┌──

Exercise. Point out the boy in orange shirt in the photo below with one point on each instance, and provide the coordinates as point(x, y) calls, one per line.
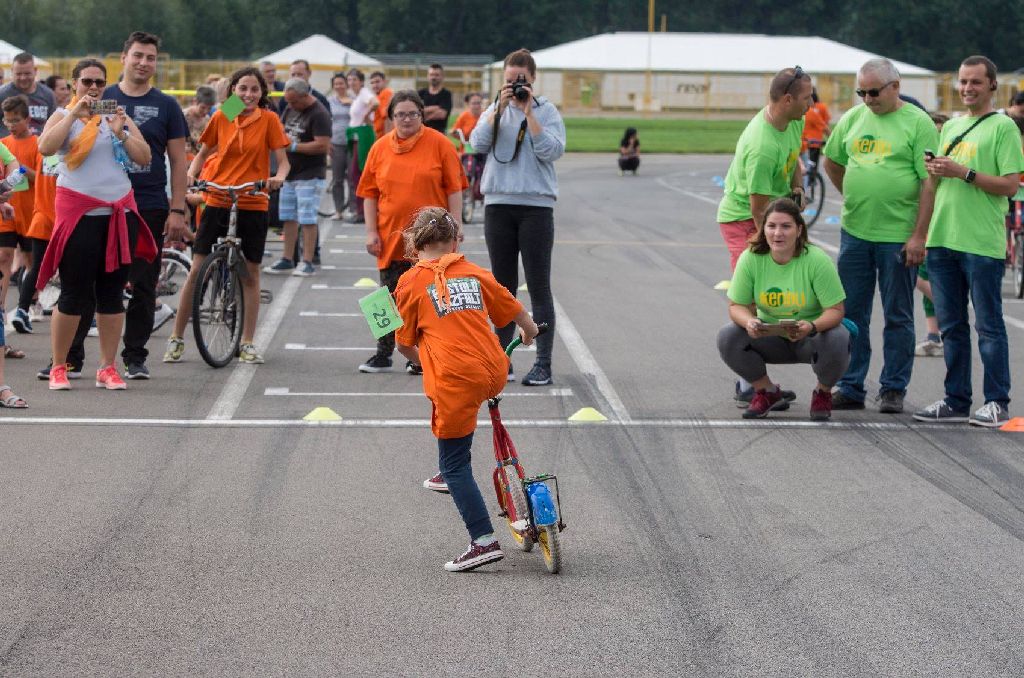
point(445, 302)
point(24, 145)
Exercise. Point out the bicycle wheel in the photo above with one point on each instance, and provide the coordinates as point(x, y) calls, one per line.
point(218, 310)
point(1019, 265)
point(551, 548)
point(522, 540)
point(815, 198)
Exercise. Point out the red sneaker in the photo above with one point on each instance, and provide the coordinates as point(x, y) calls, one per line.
point(764, 401)
point(58, 378)
point(820, 406)
point(110, 379)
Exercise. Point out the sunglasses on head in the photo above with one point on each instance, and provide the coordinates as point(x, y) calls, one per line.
point(798, 74)
point(875, 91)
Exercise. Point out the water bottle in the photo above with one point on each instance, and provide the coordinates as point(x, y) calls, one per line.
point(12, 180)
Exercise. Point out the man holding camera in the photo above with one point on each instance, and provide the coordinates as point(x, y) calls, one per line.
point(525, 135)
point(876, 159)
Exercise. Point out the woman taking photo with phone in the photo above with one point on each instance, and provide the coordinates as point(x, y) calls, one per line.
point(785, 306)
point(97, 222)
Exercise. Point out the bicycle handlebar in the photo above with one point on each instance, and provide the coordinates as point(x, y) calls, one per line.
point(541, 329)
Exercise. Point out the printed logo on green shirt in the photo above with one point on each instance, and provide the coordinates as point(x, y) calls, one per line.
point(869, 150)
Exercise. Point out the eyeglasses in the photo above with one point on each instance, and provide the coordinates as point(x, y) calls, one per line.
point(798, 74)
point(873, 91)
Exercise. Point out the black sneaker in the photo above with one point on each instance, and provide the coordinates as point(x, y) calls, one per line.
point(377, 364)
point(538, 376)
point(74, 372)
point(136, 371)
point(841, 401)
point(891, 403)
point(742, 398)
point(476, 555)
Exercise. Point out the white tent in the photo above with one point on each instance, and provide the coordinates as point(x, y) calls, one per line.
point(321, 51)
point(8, 51)
point(706, 72)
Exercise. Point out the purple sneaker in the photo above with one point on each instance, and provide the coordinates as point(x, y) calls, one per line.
point(476, 555)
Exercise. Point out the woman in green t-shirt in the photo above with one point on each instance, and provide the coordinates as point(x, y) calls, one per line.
point(785, 306)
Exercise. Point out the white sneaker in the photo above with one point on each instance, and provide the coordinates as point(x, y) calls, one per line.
point(164, 313)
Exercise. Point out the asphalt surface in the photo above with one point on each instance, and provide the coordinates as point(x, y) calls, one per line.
point(196, 524)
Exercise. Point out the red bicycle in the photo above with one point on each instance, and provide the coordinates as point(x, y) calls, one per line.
point(534, 515)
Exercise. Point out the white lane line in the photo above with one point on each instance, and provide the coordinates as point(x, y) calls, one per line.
point(316, 313)
point(286, 391)
point(756, 424)
point(238, 383)
point(588, 365)
point(305, 347)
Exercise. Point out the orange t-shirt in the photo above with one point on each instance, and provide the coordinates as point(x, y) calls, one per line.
point(46, 193)
point(815, 123)
point(463, 364)
point(401, 183)
point(244, 145)
point(27, 152)
point(466, 122)
point(384, 97)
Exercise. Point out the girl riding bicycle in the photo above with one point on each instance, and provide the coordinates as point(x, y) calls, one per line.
point(243, 146)
point(445, 303)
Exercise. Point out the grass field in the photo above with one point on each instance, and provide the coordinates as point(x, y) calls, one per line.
point(603, 134)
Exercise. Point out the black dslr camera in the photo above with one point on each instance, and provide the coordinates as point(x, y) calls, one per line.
point(520, 88)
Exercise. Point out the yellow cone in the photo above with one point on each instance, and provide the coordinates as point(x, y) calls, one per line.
point(588, 414)
point(323, 414)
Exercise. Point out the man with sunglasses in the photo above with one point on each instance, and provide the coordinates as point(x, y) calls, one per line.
point(975, 169)
point(766, 167)
point(876, 159)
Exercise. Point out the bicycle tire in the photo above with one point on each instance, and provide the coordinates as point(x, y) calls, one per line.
point(551, 547)
point(1018, 270)
point(815, 198)
point(515, 493)
point(218, 310)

└──

WHAT YOU ARE ASKED TO DO: For every entry above, please output the text exactly and leave any picture behind.

ANSWER FOR THIS EXERCISE:
Exercise. Point out the boy in orange shirt in the photo below with one point on each instance, and provide the coordinates as point(x, y) calls, one per line.
point(445, 302)
point(24, 145)
Exercise. Point out the bicycle wheel in the photo above with one point on each instance, and provide the coordinates as point(x, y) calls, one per line.
point(218, 310)
point(1019, 265)
point(551, 548)
point(522, 540)
point(815, 198)
Exercise. Point out the red sneaker in the photo above with one point on each instance, and provide the coordinates as point(x, y) calls, one per line.
point(764, 401)
point(58, 378)
point(820, 406)
point(110, 379)
Exercise. Point out the sunglasses on head in the photo above with one point on each instance, and provide the coordinates as point(x, y) calls, one per line.
point(798, 74)
point(875, 91)
Exercise. Point out the water bottle in the photo above with one point on each instance, and provide the coordinates as point(x, y) calls, one per line.
point(12, 180)
Exercise. Point out the man holding camera in the photo above with one point on each instance, and provide the coordinates as point(x, y) calls, one per line.
point(525, 135)
point(876, 159)
Exercise. Point out the woman taking photo with phone in the photo above with one point on each instance, and provide the coordinates as point(x, y) calls, one per line.
point(785, 306)
point(97, 222)
Exercise. Point out the bicycle handlebar in the photo above with one point on each instance, and provide the coordinates as point(x, y) calls, one per line.
point(541, 329)
Exercise. Point out the printed logo on green shirt in the photo above with one point on each instance, and provide the coordinates as point(x, y) calls, one per line.
point(869, 150)
Exercise. Point out the eyeglasses in the photo above with one point on each instance, and provide the coordinates as point(x, y) calls, one per line.
point(798, 74)
point(873, 91)
Exercise. Point out the black sneaker in the photo above with one point on each instance, and provide the coordinates as point(x, y) calls, one per line.
point(377, 364)
point(538, 376)
point(74, 372)
point(136, 371)
point(841, 401)
point(891, 403)
point(742, 398)
point(476, 555)
Exercise. Point out the white tent in the photo above with one point on each instance, and provide the coordinates as point(x, y) calls, one per line.
point(321, 51)
point(8, 51)
point(706, 72)
Exercise. Point out the purple sneaker in the photo above with one point on each instance, and provide the coordinates as point(x, y) calls, one per line.
point(476, 555)
Exercise. Point out the woman in green t-shirt in the photo above with one point on each instance, and provide the coordinates as point(x, y) calls, one per line.
point(785, 306)
Exercise. Point out the white sneaker in the photo above with one point on each instance, and provide the coordinates as point(x, y) calls, one per line.
point(164, 313)
Exercise. Point out the asphalt surface in the photo above with one point on each instance, and provide the coordinates as point(x, y) calls, one per line.
point(196, 524)
Exercise. Point out the red bicycle in the photo above with one point on each instance, and provide the coordinates as point(x, y) calls, one per line.
point(534, 515)
Exercise. Point out the white lane line in the photo above with one point on each instance, and provide the coordinates as point(x, y) calls, one per line.
point(316, 313)
point(286, 391)
point(756, 424)
point(238, 383)
point(588, 365)
point(305, 347)
Exercise. Point out the orange t-shirt in the photo above with one point on each instance, and provide the coordinates as point(x, y) calls, one per line.
point(46, 193)
point(815, 123)
point(463, 364)
point(401, 183)
point(244, 145)
point(27, 152)
point(466, 122)
point(384, 97)
Exercise. Point out the girl riding bicycle in the photo above with one point on each instance, and provide the coordinates as point(x, y) calls, one per line.
point(243, 146)
point(445, 303)
Exercise. Point out the grass field in the photo above with one point on each instance, and provide the coordinates as point(x, y) calls, one per line.
point(603, 134)
Exercise. Point out the black dslr camera in the photo above with one point on each instance, and provide the coordinates as point(x, y) calls, one per line.
point(520, 88)
Exercise. Point out the yellow cone in the photo above with one point on each instance, and provide the coordinates as point(x, y) calls, one per line.
point(588, 414)
point(323, 414)
Exercise. Point out the man with sunglasses in the photo above with one point on each instance, and provide the coordinates as point(x, y) calls, one per line.
point(975, 169)
point(766, 167)
point(876, 159)
Exercise. Point out the bicycle tire in the photo above with one point on each instance, and provide the coordinates as point(x, y) calls, one per line.
point(551, 547)
point(1018, 270)
point(815, 198)
point(515, 493)
point(218, 310)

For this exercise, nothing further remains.